TO DO:
1. Collect every line in the rows that contains the string "dark". Matching is case-sensitive.
2. Pick up the forum thread about feeding nerite snails without a mess and write on from the last line it shows.

::: DOCUMENT EXCERPT

# I found a way to FEED SNAILS WITHOUT A MESS! xD



## teeneythebetta (Apr 29, 2012)

Hehe thought I would share.. I bought a cave called a "moon rock" from walmart. It glows in the dark... Well I give my nerite snails algae wafers, which make an awful mess in the gravel... Well I just put the algae wafers in this and they go right for it! So now instead of siphoning A LOT, I can just remove the cave and clean it out  I like this one because it doesn't like REALLY artificial and tacky.


----------



## mhxistenz (Apr 7, 2012)

Your betta doesn't go in the cave? Mine will steal any food, the piggies.


----------



## teeneythebetta (Apr 29, 2012)

mhxistenz said:


> Your betta doesn't go in the cave? Mine will steal any food, the piggies.


Hehe no, at least not yet 
But when I put the food on the gravel, shed put it in her mouth but spit it out xD I guess she didnt like it!


----------



## littlegreen (Mar 11, 2012)

I have that same cave! I don't put food in it for my snail (I take him out and feed him separately) but somehow my snail LOVES it! He's always in there. It's pretty awesome, because it means that most of his poop ends up in there, too! My betta on the other hand has never shown any interest in it.


----------



## MyRainbowBettaFish (May 9, 2012)

::::::
::: SUPPLIED ENTRIES

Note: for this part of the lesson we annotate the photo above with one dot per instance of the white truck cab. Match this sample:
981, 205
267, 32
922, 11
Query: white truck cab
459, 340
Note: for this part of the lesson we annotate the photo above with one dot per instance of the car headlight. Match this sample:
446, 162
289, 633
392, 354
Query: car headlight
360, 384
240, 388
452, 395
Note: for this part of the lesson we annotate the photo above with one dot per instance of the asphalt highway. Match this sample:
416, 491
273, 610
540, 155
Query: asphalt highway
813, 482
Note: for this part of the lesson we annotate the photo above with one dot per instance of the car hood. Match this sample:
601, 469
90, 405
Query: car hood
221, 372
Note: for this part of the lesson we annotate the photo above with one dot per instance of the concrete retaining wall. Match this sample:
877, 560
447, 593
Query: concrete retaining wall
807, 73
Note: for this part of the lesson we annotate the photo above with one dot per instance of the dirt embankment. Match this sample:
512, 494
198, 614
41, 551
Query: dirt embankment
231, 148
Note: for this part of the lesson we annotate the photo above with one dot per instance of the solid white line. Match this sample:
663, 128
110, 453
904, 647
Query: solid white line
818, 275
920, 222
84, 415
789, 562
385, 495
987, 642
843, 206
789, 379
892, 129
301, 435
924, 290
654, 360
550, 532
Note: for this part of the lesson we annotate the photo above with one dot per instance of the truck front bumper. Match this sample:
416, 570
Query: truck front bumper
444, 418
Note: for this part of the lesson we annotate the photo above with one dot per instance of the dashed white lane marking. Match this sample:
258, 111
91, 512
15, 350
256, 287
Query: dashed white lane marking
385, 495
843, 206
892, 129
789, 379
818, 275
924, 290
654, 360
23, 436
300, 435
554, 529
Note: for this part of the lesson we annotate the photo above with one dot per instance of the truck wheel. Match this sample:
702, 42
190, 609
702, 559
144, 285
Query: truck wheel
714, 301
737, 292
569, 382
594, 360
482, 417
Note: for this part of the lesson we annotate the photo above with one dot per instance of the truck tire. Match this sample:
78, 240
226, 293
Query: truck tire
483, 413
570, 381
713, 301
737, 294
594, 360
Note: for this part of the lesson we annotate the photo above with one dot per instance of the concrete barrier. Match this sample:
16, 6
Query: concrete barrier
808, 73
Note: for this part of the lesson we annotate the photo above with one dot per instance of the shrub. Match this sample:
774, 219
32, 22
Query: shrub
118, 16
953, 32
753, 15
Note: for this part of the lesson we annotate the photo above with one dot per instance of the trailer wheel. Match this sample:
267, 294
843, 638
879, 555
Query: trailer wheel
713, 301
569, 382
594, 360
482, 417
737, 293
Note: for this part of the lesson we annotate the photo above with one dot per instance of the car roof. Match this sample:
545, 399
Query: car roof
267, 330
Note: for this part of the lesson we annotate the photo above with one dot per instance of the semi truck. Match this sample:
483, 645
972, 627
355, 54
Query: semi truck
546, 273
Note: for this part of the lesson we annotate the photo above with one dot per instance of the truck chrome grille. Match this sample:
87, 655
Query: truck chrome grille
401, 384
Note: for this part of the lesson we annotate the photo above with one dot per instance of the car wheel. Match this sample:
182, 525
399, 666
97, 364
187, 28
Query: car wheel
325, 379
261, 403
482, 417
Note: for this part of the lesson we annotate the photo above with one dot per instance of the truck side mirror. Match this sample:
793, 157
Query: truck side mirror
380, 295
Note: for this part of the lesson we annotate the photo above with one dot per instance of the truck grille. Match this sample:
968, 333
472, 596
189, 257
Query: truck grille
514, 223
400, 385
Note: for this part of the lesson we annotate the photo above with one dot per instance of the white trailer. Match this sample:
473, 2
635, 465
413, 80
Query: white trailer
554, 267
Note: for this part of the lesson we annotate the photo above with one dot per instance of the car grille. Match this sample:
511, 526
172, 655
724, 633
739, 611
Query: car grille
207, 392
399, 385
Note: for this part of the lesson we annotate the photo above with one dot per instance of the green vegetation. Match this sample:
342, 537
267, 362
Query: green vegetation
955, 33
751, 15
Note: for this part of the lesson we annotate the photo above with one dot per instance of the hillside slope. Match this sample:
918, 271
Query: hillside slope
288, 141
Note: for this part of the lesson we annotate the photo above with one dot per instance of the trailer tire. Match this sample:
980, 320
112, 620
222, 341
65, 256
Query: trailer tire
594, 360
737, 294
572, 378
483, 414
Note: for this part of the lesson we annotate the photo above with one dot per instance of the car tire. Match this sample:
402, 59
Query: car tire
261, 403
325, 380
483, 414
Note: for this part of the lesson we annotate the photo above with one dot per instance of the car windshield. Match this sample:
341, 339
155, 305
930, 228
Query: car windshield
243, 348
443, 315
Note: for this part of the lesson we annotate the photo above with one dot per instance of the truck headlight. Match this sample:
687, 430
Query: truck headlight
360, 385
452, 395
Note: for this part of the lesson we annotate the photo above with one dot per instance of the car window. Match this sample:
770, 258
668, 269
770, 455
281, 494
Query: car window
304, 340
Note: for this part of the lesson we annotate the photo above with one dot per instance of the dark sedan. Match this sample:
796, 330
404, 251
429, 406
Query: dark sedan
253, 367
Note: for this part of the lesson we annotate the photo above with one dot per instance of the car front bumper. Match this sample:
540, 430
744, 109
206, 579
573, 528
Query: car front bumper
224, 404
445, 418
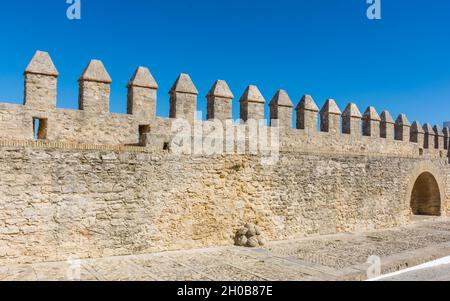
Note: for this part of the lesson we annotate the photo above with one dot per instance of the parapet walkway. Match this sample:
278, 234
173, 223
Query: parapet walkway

::::::

EXERCISE ANSWERS:
1.
Note: for this part of the lesson we annotate the photo above with one dot per instance of the dark sedan. Match this sample:
Query: dark sedan

2.
can you take a pic of it in the dark?


----------



## teeneythebetta (Apr 29, 2012)

littlegreen said:


> I have that same cave! I don't put food in it for my snail (I take him out and feed him separately) but somehow my snail LOVES it! He's always in there. It's pretty awesome, because it means that most of his poop ends up in there, too! My betta on the other hand has never shown any interest in it.


yeah, same here. Hehe they poo a lot! xD They like to hang out in there and in my spongebob pineapple house ^.^


----------



## teeneythebetta (Apr 29, 2012)

MyRainbowBettaFish said:


> can you take a pic of it in the dark?


I just tried... My camera showed the cave on the screen but once the pic was taken, it was completely black -_-


----------



## Pogthefish (Mar 24, 2012)

I do the same with a conch shell, and it adds calcium, and raises the Ph and KH


----------



## Kitty Whiskers (Sep 28, 2009)

Ahhh yes, I just seen one of those glow in the dark caves at Wal mart. I wanna get one too


----------



## Pogthefish (Mar 24, 2012)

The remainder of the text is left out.